### TEKS BACAAN
□ □ □ □

Peristiwa yang Tak Pernah Sama
Satu kali saya berdiri di depan cermin, mencoba mengingat wajah sendiri. Cermin memberi bayangan, tapi bukan kepastian. Seperti pendidikan yang seringkali mencerminkan, tetapi jarang menjawab, apa yang sesungguhnya terjadi dalam ruang belajar. Di situ, gagasan Lee J. Cronbach berdiri, tidak sebagai hakim, tetapi sebagai saksi yang terus bertanya: Apakah kita sungguh-sungguh memahami keberagaman manusia ketika kita mendidik?
Cronbach bukanlah seorang pencinta angka yang beku. Ia adalah penyair dalam dunia evaluasi. Ia menyentuh dunia psikometri, tetapi hatinya berpaling pada sesuatu yang lebih lunak, lebih cair: konteks. Ia percaya bahwa belajar bukanlah proses mekanik yang bisa dibekukan dalam angka reliabilitas atau validitas. Belajar adalah denyut hidup, penuh perbedaan, penuh ketakterdugaan. Seperti hujan yang turun tak pernah seragam di setiap daun.
Ia menulis bahwa pendidikan harus memperhatikan apa yang terjadi di dalam kelas, bukan hanya apa yang bisa dihitung dari luar. Kita terlalu lama menatap grafik, lupa pada wajah-wajah anak yang duduk dalam diam, yang gelisahnya tak bisa dicatat dalam skor.
Cronbach mengingatkan kita bahwa penilaian tak bisa lepas dari konteks. Dua anak bisa menjawab soal yang sama, tapi dengan kisah hidup yang berbeda. Dan jawaban mereka, bahkan kesalahan mereka, membawa makna yang tak bisa dihapuskan oleh koreksi tinta merah. Ia mengajak kita keluar dari keyakinan bahwa ada satu cara untuk memahami kecerdasan, satu alat untuk mengukur keberhasilan.
Bukankah itu seperti hidup?
Seorang ibu bisa menyuapi tiga anak dengan cara berbeda. Yang satu disuapi dengan cerita, yang lain dengan nyanyian, dan yang terakhir dengan diam. Masing-masing kenyang, meski caranya tak sama. Pendidikan, kata Cronbach, seharusnya seperti itu: tak seragam, tetapi setia.

□ □ □ □

### CATATAN YANG DITAMPILKAN
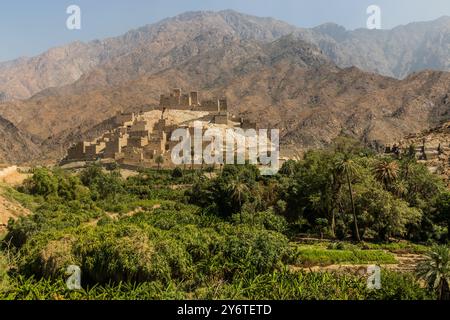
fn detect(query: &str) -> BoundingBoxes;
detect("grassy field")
[293,245,397,266]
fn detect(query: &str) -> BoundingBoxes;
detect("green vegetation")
[417,246,450,300]
[294,246,397,266]
[0,139,450,299]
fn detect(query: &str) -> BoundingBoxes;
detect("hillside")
[0,116,40,163]
[0,10,450,102]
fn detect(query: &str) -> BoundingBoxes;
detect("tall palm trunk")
[347,172,361,242]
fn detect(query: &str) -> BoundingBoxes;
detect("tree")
[436,192,450,240]
[172,167,183,178]
[228,176,249,222]
[155,155,164,171]
[336,155,361,242]
[416,245,450,300]
[27,169,58,198]
[373,159,399,190]
[278,160,297,177]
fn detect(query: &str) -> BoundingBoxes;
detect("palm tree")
[228,177,249,223]
[373,159,399,189]
[416,245,450,300]
[155,155,164,171]
[336,156,361,242]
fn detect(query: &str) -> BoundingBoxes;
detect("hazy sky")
[0,0,450,61]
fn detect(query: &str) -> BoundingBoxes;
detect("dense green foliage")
[0,140,450,299]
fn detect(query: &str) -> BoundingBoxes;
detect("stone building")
[65,89,260,167]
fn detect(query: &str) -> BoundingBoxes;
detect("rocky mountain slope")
[0,11,295,99]
[0,11,450,161]
[0,35,450,164]
[0,10,450,102]
[0,117,40,163]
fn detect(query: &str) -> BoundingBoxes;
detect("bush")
[172,167,183,178]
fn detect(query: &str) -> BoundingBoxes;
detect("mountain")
[0,11,450,161]
[0,117,40,163]
[0,35,450,164]
[297,17,450,79]
[0,11,295,99]
[0,10,450,102]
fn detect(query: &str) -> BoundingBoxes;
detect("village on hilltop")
[62,89,256,168]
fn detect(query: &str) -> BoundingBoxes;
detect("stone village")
[63,89,278,168]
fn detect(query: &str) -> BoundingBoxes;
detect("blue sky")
[0,0,450,61]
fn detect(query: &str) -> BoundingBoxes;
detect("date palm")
[373,159,399,189]
[155,155,164,171]
[228,177,249,222]
[416,245,450,300]
[336,156,361,242]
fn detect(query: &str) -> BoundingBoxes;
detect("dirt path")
[289,254,424,274]
[0,166,31,187]
[0,195,31,233]
[0,166,31,233]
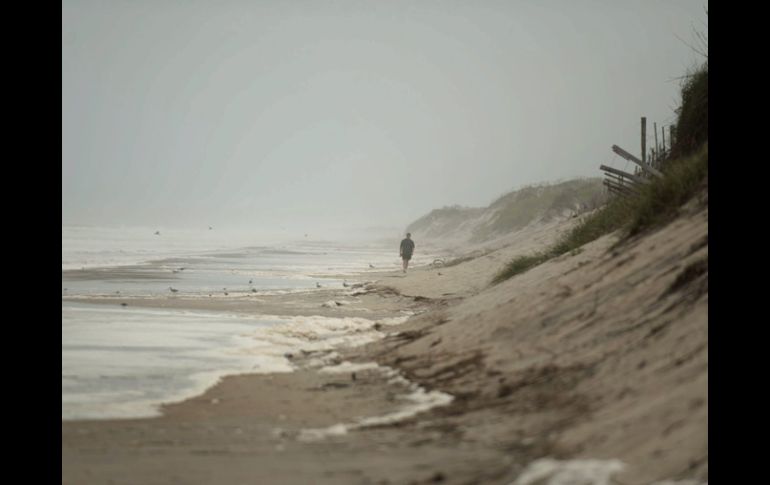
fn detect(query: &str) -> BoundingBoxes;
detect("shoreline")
[62,212,708,485]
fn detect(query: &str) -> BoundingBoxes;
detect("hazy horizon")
[62,0,708,235]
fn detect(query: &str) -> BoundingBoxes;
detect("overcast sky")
[62,0,708,238]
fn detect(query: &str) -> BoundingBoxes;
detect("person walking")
[398,232,414,273]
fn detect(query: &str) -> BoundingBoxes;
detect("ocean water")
[62,227,432,420]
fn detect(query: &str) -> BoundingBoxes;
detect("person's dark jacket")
[399,238,414,259]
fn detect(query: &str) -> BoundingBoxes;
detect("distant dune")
[407,178,604,245]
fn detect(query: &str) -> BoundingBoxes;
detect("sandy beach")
[62,203,708,485]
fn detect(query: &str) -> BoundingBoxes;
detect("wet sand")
[62,206,708,485]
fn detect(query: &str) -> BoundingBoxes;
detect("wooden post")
[642,116,647,163]
[599,165,650,184]
[612,145,663,181]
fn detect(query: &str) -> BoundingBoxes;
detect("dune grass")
[492,142,708,284]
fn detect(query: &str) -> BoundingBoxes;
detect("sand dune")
[62,207,708,485]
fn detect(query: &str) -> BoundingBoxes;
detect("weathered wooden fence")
[599,117,674,197]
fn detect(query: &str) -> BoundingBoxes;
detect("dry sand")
[62,205,708,485]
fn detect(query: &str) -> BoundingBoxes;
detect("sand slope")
[62,202,708,485]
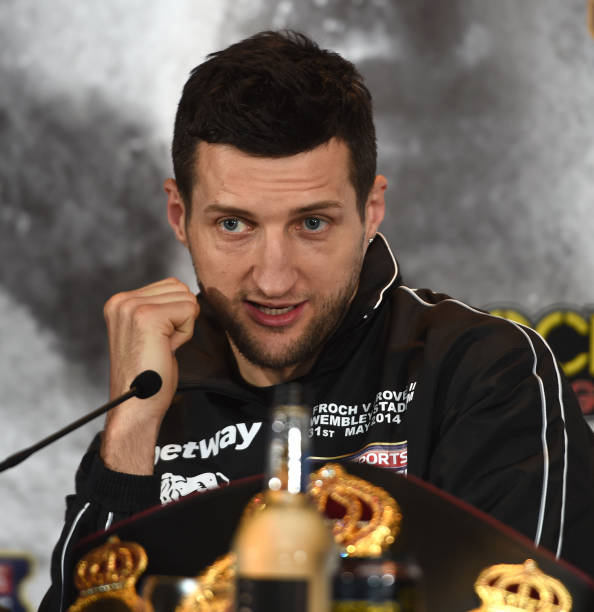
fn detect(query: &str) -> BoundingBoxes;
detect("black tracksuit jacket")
[41,235,594,610]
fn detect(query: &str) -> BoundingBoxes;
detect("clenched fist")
[101,278,199,474]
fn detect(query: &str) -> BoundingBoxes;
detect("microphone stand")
[0,370,161,472]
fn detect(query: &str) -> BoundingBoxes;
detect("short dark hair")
[172,30,377,218]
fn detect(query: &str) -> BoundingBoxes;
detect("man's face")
[165,140,385,384]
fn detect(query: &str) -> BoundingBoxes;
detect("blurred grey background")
[0,0,594,608]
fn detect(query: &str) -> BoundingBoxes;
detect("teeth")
[258,306,295,315]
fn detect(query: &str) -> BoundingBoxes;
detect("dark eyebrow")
[203,200,343,217]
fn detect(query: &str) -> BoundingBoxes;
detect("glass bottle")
[234,383,336,612]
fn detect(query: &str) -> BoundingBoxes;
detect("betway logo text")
[155,422,262,464]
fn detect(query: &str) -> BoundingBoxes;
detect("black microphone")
[0,370,163,472]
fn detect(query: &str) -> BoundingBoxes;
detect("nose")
[252,231,298,298]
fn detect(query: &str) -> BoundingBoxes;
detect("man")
[44,32,594,608]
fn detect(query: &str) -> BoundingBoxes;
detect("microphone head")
[130,370,163,399]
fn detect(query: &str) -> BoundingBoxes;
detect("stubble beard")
[202,264,361,370]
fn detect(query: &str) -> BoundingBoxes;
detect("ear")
[163,178,188,247]
[365,174,388,241]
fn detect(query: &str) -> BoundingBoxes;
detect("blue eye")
[303,217,328,232]
[219,217,247,234]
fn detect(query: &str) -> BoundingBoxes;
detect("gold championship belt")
[68,464,402,612]
[471,559,572,612]
[68,536,147,612]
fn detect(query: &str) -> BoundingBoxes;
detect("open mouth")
[244,300,307,327]
[250,302,299,315]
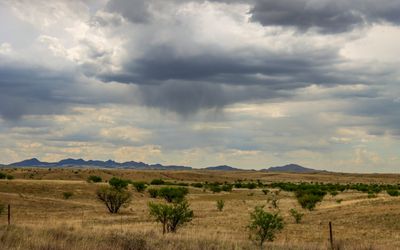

□ □ □ □

### PETUNJUK TUGAS
Sebutkan semua cara seorang ibu menyuapi anak-anaknya menurut teks bacaan tentang gagasan Cronbach. Catatan tersebut tidak diperlukan untuk mengerjakan tugas.

### JAWABAN LATIHAN
Dengan cerita, dengan nyanyian, dan dengan diam.